- **Document section**:
The FitzHugh-Nagumo (FN) equations are a classic Ion channel model that describes spike potentials. The system consists of $X=(V,R)$ , where $V$ is the variable defining the voltage of the neuron membrane potential and $R$ is the recovery variable from neuron currents, satisfying the ODE

\mathbf{f}(X,\bm{\theta},t)=\begin{pmatrix}c(V-\dfrac{V^{3}}{3}+R)\\ -\dfrac{1}{c}(V-a+bR)\end{pmatrix}

where $\bm{\theta}=(a,b,c)$ are the associated parameters. As in [15, 11], the true parameters are set to $a=0.2,b=0.2,c=3$ , and we generate the true trajectories for this model using a numerical solver with initial conditions $V=-1$ , $R=1$ .

Table 3: Parameter inference in the FN model based on 100 simulated datasets. For each method, average parameter estimates are reported together with standard deviation; parameter RMSEs across simulations are also reported. The boldface highlights the best method in terms of parameter RMSE for each parameter.

[Location identification items]
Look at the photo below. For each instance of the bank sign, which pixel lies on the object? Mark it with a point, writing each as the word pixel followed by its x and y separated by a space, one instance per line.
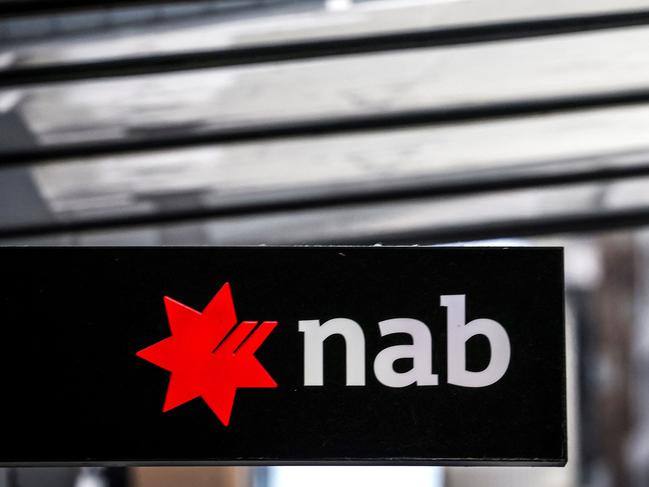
pixel 306 355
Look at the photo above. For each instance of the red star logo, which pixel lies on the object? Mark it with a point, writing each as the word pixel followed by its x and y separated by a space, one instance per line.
pixel 208 355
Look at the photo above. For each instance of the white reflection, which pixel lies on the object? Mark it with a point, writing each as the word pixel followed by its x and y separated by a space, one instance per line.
pixel 355 476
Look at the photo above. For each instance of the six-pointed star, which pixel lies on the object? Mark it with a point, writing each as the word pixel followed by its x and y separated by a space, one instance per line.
pixel 208 356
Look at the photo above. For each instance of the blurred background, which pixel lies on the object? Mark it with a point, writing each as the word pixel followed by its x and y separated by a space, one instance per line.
pixel 229 122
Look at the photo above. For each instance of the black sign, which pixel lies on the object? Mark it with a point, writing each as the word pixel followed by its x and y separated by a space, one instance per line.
pixel 265 355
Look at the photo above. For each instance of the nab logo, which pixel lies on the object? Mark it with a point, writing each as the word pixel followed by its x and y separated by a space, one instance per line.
pixel 209 355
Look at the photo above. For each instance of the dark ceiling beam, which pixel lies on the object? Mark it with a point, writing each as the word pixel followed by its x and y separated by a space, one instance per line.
pixel 541 175
pixel 314 49
pixel 27 8
pixel 325 127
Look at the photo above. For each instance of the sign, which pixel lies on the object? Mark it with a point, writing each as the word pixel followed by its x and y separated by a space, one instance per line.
pixel 342 355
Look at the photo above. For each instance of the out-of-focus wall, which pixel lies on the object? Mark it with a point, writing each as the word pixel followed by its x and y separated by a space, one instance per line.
pixel 190 477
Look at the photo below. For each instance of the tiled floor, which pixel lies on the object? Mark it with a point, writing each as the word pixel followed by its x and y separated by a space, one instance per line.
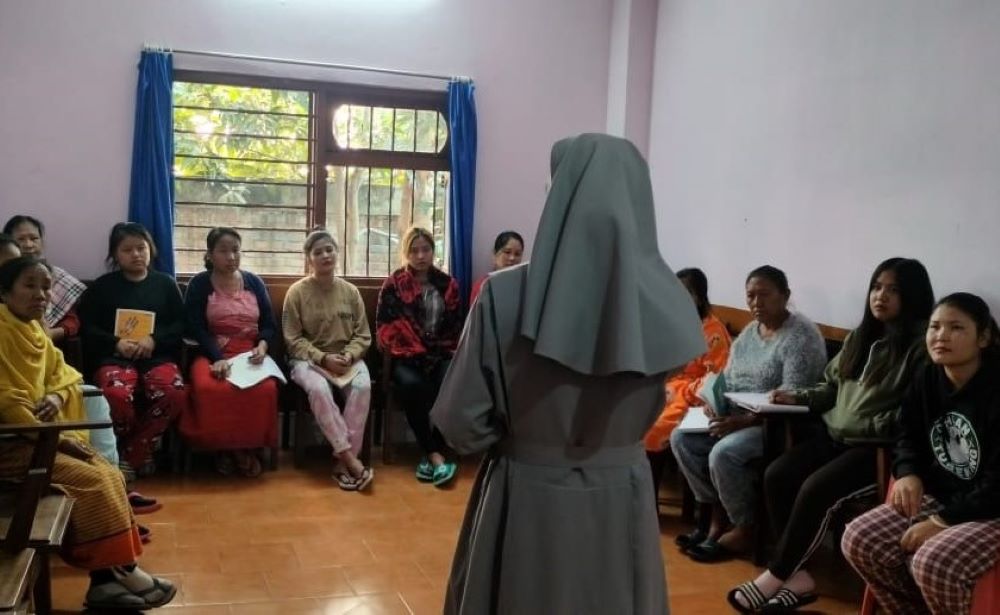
pixel 292 543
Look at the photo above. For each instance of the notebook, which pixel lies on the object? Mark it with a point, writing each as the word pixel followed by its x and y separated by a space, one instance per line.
pixel 695 421
pixel 713 393
pixel 761 404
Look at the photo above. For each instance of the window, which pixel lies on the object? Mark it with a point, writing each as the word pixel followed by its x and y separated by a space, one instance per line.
pixel 275 158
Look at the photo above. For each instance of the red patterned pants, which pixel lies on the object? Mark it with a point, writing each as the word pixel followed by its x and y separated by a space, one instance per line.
pixel 938 578
pixel 139 421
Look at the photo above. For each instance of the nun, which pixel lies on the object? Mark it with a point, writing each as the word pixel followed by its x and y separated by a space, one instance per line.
pixel 557 377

- **The problem**:
In the passage above on the FitzHugh-Nagumo equations, what does the boldface in Table 3 mark, and on what measure is that judgment based?

- **Solution for this exercise**:
The boldface marks the best method for each parameter. The judgment is based on parameter RMSE across the 100 simulated datasets.